## Work to be completed
Can you repeat, word for word, the rows from the line with "Where can the goal" to the line with "Target: goal frame", including both of those lines and nothing else?

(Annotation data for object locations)
|---|

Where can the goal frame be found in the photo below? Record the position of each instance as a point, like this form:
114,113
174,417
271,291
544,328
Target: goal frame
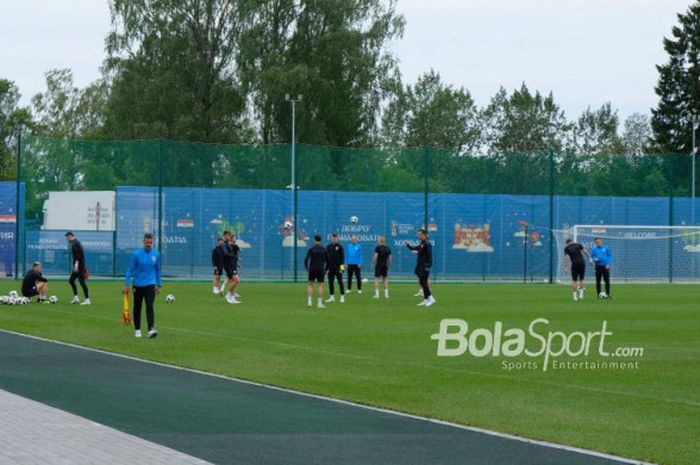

|---|

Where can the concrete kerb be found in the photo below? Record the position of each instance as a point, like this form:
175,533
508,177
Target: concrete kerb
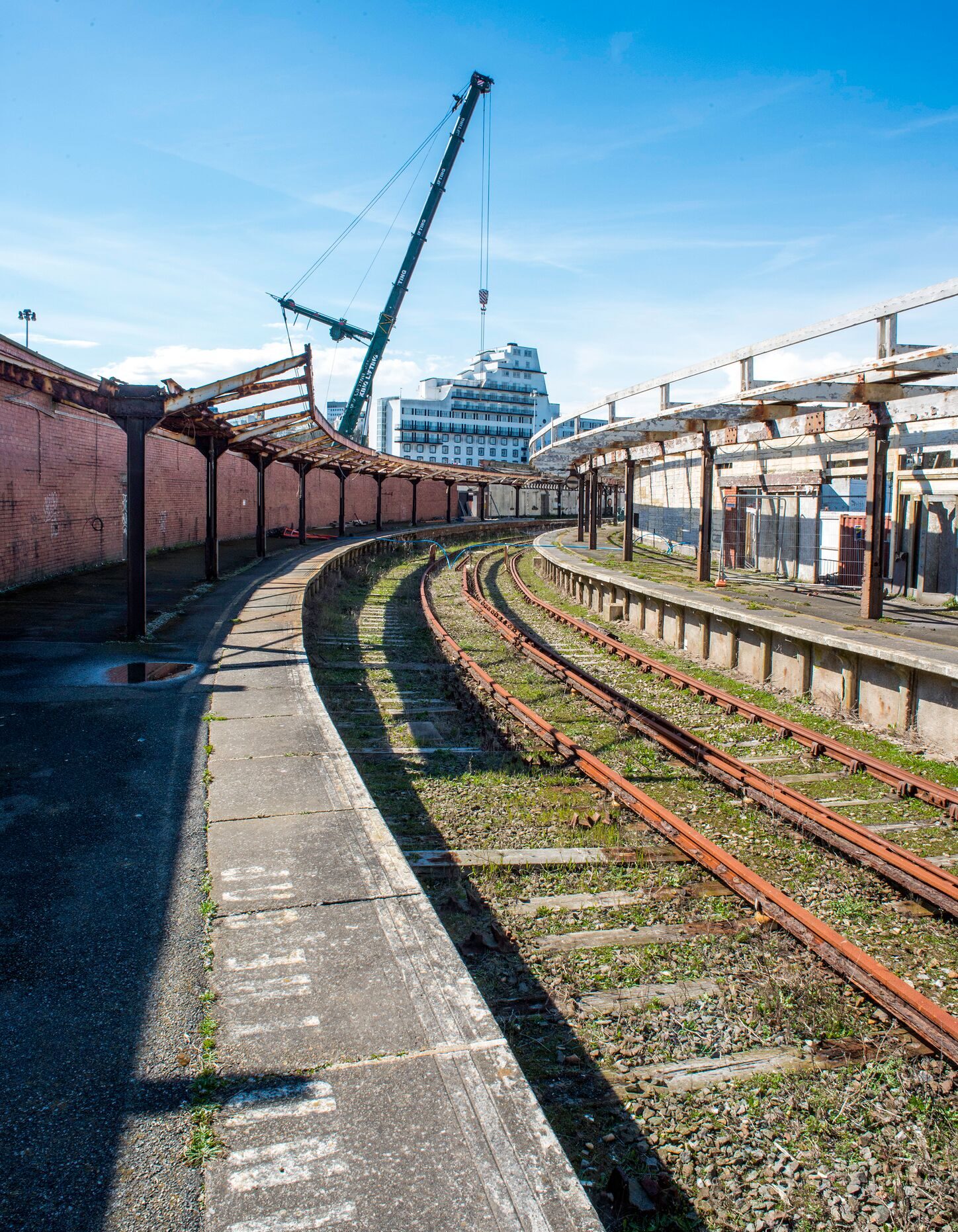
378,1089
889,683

|---|

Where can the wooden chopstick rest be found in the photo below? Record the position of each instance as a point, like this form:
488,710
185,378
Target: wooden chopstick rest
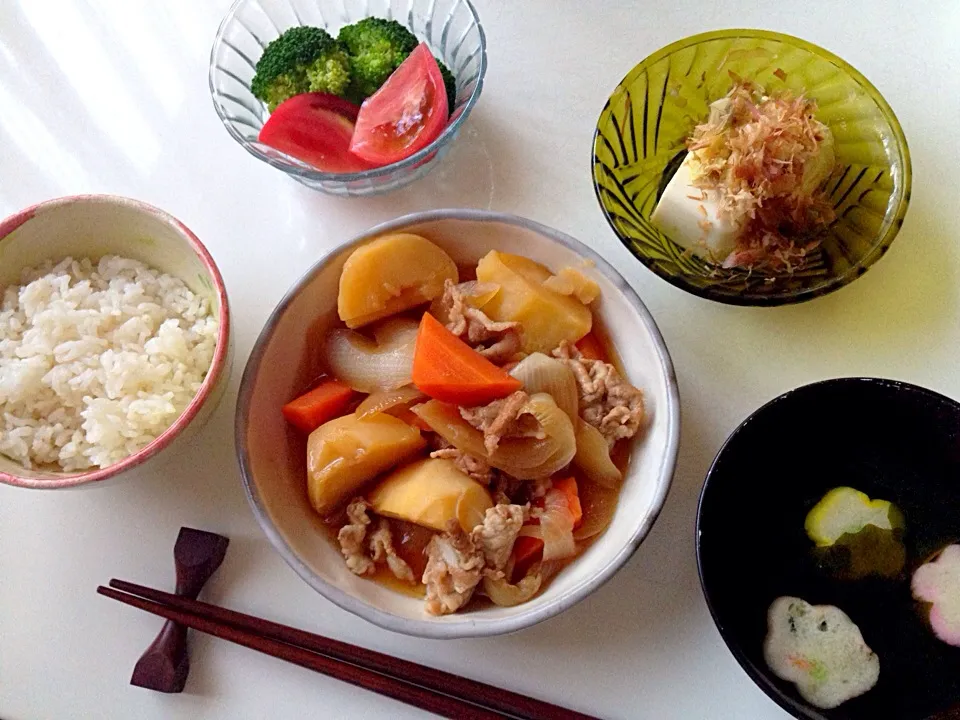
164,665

|---|

## Complete response
Where can the goal frame be found in the photo below? Record the position of each instance as a point, like this form:
114,113
174,417
271,291
544,328
Target: goal frame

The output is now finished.